Problème posé 1 => Reformulez sous forme de liste concise le paragraphe de l'extrait sur l'essor des cocktails qui commence par « Aux dires de Rose Simard », en conservant ses faits principaux.
Problème posé 2 => Résumez l'extrait sur l'essor des cocktails en deux phrases.
Problème posé 3 => Rédigez la suite de l'extrait sur l'essor des cocktails, à partir de sa dernière phrase.

Extrait de page =>
****
En avril dernier, l’influenceuse Emma Chamberlain révélait à ses 12 millions d’abonnés YouTube qu’elle se passionne désormais pour les cocktails faits maison. S’il vous semble que la planète tout entière s’est mise au diapason, vous n’avez pas tort. Plusieurs facteurs expliquent l’essor des cocktails, à commencer par la récente pandémie où, quarantaine aidant, tous cherchaient de nouveaux divertissements maison. Instagram et TikTok permettent aujourd’hui aux mixologues professionnels et amateurs de rivaliser d’audace pour générer des clics. Même la chaîne Netflix s’est mise de la partie avec sa récente série Drink Masters, où des mixologues s’affrontent pour remporter une cagnotte de 100 000 $. (Le Montréalais Tao Zrafi était parmi les finalistes!)

Aux dires de Rose Simard, l’autrice du best-seller L’apéro au Québec et de la plateforme web 1 ou 2 Cocktails, une telle popularité fait écho «à un intérêt grandissant pour les spiritueux, surtout locaux, même si le courant est mondial. Je pense que nous sommes devenus plus épicuriens, tant dans la nourriture que dans les vins; il était donc logique que les cocktails suivent.» Pour bien des gens, le coup d’envoi local a été donné dès 2011, avec le lancement du gin québécois Ungava, ce fameux spiritueux jaune infusé d’herbes boréales. «L’arrivée de Pur Vodka, de Duvernois, a aussi été marquante — je ne sais pas si les gens savent que l’une des meilleures vodkas au monde est produite ici.»
****
Données d'étiquetage de coordonnées
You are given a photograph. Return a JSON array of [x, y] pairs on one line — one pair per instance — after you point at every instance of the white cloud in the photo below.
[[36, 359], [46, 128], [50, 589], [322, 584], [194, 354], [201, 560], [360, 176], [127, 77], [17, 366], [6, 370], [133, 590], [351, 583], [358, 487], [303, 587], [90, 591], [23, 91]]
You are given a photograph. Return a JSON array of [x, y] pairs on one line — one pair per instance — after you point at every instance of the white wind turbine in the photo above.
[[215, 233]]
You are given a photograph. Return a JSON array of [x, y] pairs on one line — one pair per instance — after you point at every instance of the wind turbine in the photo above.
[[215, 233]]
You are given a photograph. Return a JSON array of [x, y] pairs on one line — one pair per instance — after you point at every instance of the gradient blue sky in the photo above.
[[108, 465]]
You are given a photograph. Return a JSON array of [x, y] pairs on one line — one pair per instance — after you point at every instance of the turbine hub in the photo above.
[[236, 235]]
****
Réponse à la consigne 1 =>
- Selon Rose Simard, autrice du best-seller L'apéro au Québec et de la plateforme web 1 ou 2 Cocktails, cette popularité reflète un intérêt grandissant pour les spiritueux, surtout locaux, au sein d'un courant mondial.
- Elle estime que nous sommes devenus plus épicuriens, en nourriture comme en vins, et que les cocktails ont logiquement suivi.
- Pour bien des gens, le coup d'envoi local remonte à 2011, avec le lancement d'Ungava, un gin québécois jaune infusé d'herbes boréales.
- Selon elle, l'arrivée de Pur Vodka, de Duvernois, a aussi été marquante, l'une des meilleures vodkas au monde étant produite ici.

Réponse à la consigne 2 => Les cocktails faits maison connaissent un essor mondial, favorisé notamment par la récente pandémie, par Instagram et TikTok, et même par la série Drink Masters de Netflix. Selon Rose Simard, cette popularité traduit un intérêt grandissant pour les spiritueux, surtout locaux, et pour bien des gens, l'élan local a commencé en 2011 avec le gin québécois Ungava.

Réponse à la consigne 3 =>
Pas étonnant alors que nous soyons plus nombreux à consacrer un bout de comptoir ou une étagère de bibliothèque à un minibar BCBG pour recréer les drinks découverts à notre bar bistro préféré. «Dire que tous les cocktails peuvent être reproduits à la maison serait toutefois faux, prévient Rose Simard. Je crois par contre qu’avec quelques bouteilles, on peut en réaliser une grande panoplie. Après, si on veut se spécialiser, par exemple en explorant l’âge d’or des cocktails durant la prohibition des années 1920, pourquoi pas? Je pense à un cocktail comme l’Aviation, qui date de cette période et qui nécessite de la crème de violette. Ce n’est pas monsieur ou madame Tout-le-Monde qui va vouloir en acheter une bouteille juste pour confectionner UN cocktail…»

LES MUSTS DU BAR MAISON

Quelques bouteilles suffisent pour bâtir un bar basique. On commence par la vodka, appréciée pour son goût neutre. « Si on veut donner du corps à un cocktail ou à un punch sans en  changer grandement le goût, la vodka est le bon choix», dit l’autrice. Le gin, plus parfumé, aidera plutôt à jouer la carte aromatique. Puis, on ajoutera un whisky, un rhum (pour les cocktails tropicaux), un vin mousseux, un brandy et possiblement une téquila.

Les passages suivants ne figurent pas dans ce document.